Exercise objective: Only one stretch of the data below is needed. Output the lines from the one with "find the foggy sky" up to and including the one with "find the bridge support post", exactly as they stand.
Input material below:
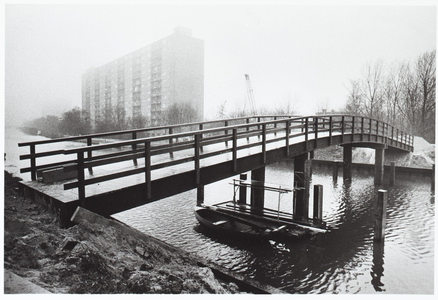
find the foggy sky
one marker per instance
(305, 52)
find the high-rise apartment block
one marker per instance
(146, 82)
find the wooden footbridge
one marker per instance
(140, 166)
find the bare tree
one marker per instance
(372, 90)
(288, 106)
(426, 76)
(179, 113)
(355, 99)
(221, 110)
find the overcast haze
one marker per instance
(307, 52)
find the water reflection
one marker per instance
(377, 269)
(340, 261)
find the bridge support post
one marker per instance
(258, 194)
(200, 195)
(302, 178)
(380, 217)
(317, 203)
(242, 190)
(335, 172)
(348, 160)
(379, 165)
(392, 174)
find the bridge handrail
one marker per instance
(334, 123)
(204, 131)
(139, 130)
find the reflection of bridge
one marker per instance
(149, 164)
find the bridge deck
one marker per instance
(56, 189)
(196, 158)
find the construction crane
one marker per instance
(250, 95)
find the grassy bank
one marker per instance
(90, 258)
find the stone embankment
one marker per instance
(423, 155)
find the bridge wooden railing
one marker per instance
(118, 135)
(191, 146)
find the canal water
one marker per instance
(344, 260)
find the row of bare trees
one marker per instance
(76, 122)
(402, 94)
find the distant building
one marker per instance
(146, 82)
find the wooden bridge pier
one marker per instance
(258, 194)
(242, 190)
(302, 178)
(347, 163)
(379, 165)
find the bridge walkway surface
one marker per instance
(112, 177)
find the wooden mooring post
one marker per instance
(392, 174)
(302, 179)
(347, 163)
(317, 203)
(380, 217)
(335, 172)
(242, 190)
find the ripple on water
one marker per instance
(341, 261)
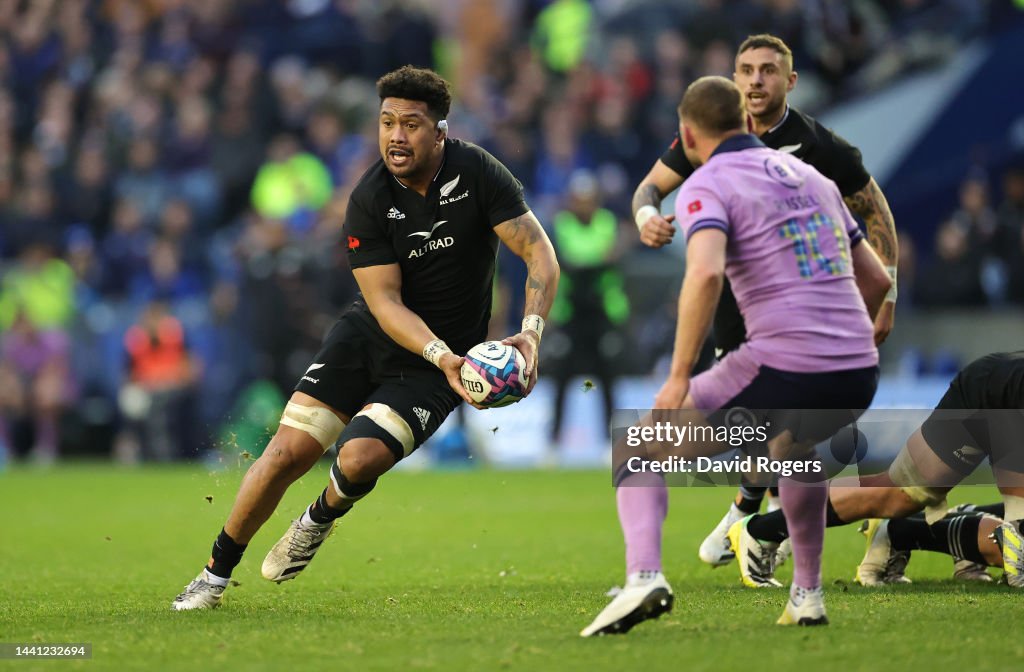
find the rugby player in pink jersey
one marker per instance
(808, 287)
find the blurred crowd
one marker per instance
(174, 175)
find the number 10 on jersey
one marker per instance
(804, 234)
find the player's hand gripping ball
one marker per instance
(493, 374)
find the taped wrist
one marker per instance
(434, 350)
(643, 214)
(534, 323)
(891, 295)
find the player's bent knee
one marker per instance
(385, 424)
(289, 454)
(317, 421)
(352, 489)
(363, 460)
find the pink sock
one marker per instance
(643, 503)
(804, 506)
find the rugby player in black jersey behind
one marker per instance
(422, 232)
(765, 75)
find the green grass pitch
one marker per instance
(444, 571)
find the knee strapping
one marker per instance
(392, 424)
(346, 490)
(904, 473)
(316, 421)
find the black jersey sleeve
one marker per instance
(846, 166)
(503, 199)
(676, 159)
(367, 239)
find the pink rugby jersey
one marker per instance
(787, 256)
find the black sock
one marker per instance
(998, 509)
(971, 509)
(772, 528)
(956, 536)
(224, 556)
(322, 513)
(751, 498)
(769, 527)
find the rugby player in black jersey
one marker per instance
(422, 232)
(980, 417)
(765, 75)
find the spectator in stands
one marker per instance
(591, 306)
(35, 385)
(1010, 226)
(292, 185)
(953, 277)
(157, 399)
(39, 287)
End of Input material.
Input material below:
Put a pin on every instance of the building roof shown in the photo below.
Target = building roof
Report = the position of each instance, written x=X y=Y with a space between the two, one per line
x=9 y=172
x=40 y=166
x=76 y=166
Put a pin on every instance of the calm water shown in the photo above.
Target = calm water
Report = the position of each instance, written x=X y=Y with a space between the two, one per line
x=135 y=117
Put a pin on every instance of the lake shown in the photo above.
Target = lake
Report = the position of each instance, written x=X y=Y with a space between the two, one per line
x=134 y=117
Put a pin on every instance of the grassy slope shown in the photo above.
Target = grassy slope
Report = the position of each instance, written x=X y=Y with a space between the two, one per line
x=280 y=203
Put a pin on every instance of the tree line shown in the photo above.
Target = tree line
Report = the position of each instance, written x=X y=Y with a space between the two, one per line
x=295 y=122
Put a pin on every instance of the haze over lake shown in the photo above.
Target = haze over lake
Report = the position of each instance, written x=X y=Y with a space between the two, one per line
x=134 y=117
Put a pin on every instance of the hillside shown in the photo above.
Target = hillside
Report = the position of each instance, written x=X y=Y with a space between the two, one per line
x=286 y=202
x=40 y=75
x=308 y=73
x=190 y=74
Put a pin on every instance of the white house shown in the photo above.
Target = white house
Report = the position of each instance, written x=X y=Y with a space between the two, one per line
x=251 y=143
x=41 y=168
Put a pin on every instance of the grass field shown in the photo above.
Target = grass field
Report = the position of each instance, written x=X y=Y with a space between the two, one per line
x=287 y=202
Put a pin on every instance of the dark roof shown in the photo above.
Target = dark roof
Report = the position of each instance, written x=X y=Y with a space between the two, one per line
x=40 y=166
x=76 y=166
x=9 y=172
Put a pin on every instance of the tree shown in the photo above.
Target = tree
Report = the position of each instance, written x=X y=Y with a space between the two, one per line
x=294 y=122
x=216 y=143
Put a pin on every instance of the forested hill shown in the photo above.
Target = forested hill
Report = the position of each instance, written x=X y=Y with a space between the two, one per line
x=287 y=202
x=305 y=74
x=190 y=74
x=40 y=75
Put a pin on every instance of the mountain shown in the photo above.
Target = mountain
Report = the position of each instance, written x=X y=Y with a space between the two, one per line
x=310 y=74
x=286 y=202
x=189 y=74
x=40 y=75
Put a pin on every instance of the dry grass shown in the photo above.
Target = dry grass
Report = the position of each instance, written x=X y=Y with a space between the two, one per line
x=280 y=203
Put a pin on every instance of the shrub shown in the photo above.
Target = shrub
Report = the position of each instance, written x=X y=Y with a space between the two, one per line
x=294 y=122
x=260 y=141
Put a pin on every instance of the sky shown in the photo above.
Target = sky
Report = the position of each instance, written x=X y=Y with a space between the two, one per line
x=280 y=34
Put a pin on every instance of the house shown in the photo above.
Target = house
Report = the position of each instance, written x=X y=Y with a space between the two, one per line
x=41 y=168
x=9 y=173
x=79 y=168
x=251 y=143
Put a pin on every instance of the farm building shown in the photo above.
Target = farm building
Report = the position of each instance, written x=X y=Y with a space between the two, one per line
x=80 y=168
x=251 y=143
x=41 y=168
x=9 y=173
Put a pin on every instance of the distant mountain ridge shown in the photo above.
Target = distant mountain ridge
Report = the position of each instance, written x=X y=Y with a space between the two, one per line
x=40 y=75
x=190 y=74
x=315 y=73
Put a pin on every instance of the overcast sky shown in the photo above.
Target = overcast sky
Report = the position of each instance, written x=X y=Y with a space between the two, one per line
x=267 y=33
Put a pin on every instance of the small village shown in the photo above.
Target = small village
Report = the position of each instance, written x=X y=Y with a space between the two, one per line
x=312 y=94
End of Input material.
Output of the exercise:
find the foggy sky
one marker per instance
(305, 52)
find the high-rise apartment block
one marker per instance
(146, 82)
find the wooden footbridge
one marker per instance
(140, 166)
find the bare tree
one marker per instance
(372, 90)
(288, 106)
(426, 76)
(179, 113)
(355, 99)
(221, 110)
find the overcast haze
one marker per instance
(307, 52)
find the water reflection
one marker per instance
(377, 269)
(340, 261)
find the bridge support post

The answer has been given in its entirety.